Have them do the Voynich Manuscript too!

[–] [email protected] 3 points 1 year ago

Here is an alternative Piped link(s): https://piped.video/watch?v=3tUXbbbMhvk

Piped is a privacy-respecting open-source alternative frontend to YouTube.

I'm open-source, check me out at GitHub.

[–] [email protected] 4 points 1 year ago

I would say no, the computers would have no dataset/code to decode a picture-based language like hieroglyphics. I mean if you programmed and tailored the computer algorithms enough it could decode them, but you'd practically have to take all our knowledge of hieroglyphics and turn that into code and data to brute-force the computer to do the translation.

[–] [email protected] 4 points 1 year ago

Having computers world definitely help. You can do statistical analyses in seconds that would have taken Champollion and his contemporaries years. Modern cryptography is pretty good a cracking cyphers and as long as you have some idea of the language that's been written in, it should be very doable.

[–] [email protected] 4 points 1 year ago (1 children)
□ □ □
**Exercise goal**
Rewrite the part of the forum thread from "Having computers world" to "be very doable.", putting "number crunching" in place of "statistical analyses".
□ □ □
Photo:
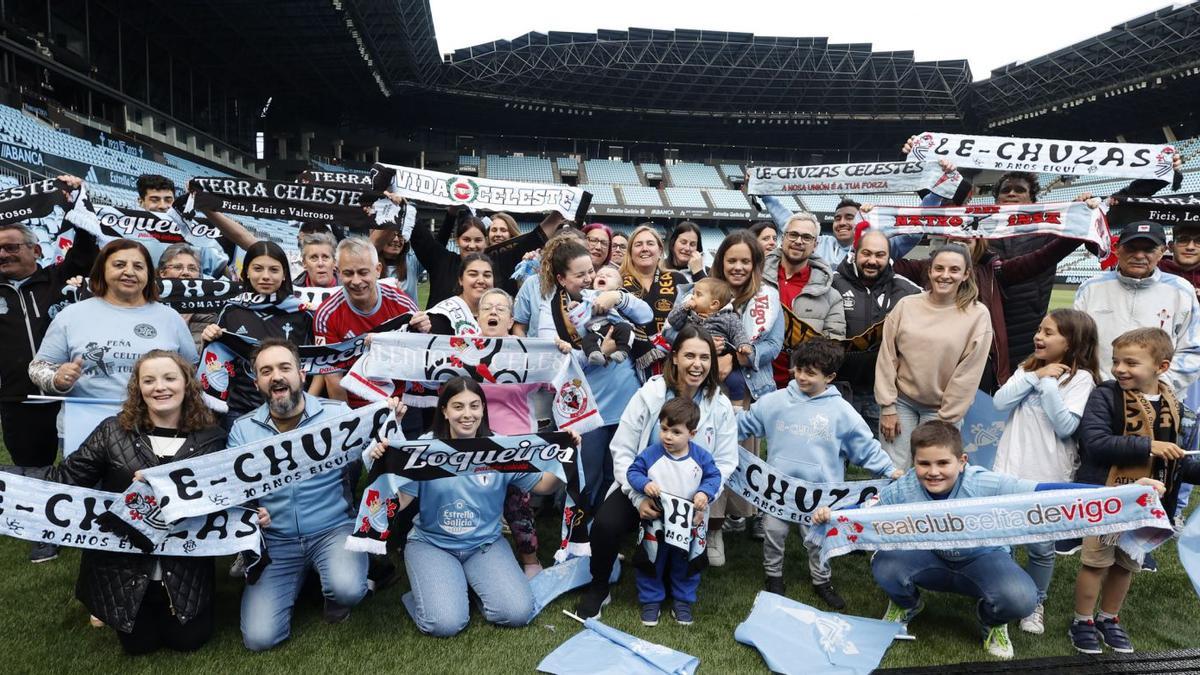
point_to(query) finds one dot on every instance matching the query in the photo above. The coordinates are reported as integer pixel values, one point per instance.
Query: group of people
(833, 350)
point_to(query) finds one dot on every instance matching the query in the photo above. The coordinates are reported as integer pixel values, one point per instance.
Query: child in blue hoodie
(810, 431)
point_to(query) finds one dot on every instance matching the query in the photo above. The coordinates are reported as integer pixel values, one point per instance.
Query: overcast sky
(987, 34)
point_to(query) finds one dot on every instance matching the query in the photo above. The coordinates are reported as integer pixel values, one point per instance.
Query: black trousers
(156, 627)
(30, 432)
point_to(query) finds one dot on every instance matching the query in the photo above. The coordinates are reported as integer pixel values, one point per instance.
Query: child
(708, 306)
(1128, 430)
(810, 431)
(676, 466)
(1044, 400)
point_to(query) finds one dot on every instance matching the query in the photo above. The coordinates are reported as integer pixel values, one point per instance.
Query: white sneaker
(1035, 622)
(715, 549)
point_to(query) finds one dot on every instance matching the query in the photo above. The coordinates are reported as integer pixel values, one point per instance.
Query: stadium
(659, 126)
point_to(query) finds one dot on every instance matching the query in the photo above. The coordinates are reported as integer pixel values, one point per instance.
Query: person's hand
(69, 374)
(1167, 451)
(889, 426)
(1053, 370)
(211, 333)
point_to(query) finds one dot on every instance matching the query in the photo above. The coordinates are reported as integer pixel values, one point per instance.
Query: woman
(151, 601)
(690, 372)
(451, 548)
(934, 351)
(267, 310)
(90, 347)
(684, 252)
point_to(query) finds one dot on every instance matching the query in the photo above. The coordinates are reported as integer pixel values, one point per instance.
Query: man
(804, 285)
(309, 520)
(30, 297)
(1138, 294)
(869, 288)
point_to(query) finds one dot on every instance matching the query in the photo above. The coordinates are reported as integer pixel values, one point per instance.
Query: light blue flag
(796, 638)
(604, 650)
(982, 429)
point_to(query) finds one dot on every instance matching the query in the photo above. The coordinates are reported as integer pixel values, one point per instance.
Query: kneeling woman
(151, 601)
(455, 542)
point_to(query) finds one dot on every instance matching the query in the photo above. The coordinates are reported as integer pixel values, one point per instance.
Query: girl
(1044, 400)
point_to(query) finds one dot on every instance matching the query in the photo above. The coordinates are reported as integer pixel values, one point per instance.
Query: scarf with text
(1072, 220)
(1132, 511)
(214, 482)
(495, 360)
(485, 193)
(1043, 155)
(430, 459)
(66, 515)
(791, 499)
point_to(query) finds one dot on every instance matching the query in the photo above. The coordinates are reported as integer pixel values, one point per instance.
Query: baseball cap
(1143, 230)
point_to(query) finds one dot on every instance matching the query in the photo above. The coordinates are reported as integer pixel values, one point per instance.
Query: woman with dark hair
(90, 347)
(685, 254)
(267, 310)
(690, 374)
(151, 601)
(453, 548)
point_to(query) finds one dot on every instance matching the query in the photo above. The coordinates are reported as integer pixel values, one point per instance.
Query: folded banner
(430, 459)
(797, 639)
(1073, 220)
(1132, 511)
(66, 515)
(1044, 155)
(863, 178)
(484, 193)
(791, 499)
(497, 360)
(217, 481)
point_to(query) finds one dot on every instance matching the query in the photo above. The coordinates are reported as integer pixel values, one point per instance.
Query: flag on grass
(796, 638)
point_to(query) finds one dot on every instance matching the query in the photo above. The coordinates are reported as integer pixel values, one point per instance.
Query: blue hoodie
(808, 437)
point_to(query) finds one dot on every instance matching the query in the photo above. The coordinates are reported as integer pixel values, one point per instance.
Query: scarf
(864, 178)
(66, 515)
(1073, 220)
(214, 482)
(484, 193)
(1042, 155)
(430, 459)
(31, 201)
(497, 360)
(791, 499)
(1132, 511)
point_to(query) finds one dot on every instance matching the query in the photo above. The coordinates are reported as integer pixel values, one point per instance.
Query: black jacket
(864, 306)
(112, 585)
(25, 315)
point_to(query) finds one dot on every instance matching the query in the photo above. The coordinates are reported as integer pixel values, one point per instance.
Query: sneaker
(775, 585)
(42, 553)
(1114, 635)
(1068, 547)
(682, 613)
(593, 601)
(651, 613)
(996, 643)
(715, 549)
(1035, 622)
(829, 596)
(1085, 638)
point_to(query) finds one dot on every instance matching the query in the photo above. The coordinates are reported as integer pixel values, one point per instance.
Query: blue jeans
(1005, 591)
(439, 579)
(267, 604)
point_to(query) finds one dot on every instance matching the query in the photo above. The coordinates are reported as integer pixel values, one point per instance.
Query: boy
(676, 466)
(708, 306)
(810, 431)
(1128, 430)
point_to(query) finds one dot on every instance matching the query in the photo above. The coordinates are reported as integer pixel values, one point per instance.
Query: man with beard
(310, 520)
(869, 288)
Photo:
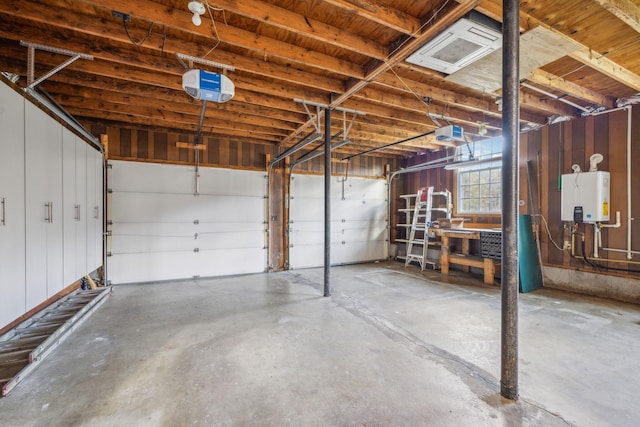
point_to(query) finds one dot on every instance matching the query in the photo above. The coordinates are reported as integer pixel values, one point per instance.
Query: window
(479, 183)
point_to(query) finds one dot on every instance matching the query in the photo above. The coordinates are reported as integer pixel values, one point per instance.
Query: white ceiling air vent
□ □ □
**Answer section**
Having computers world definitely help. You can do number crunching in seconds that would have taken Champollion and his contemporaries years. Modern cryptography is pretty good a cracking cyphers and as long as you have some idea of the language that's been written in, it should be very doable.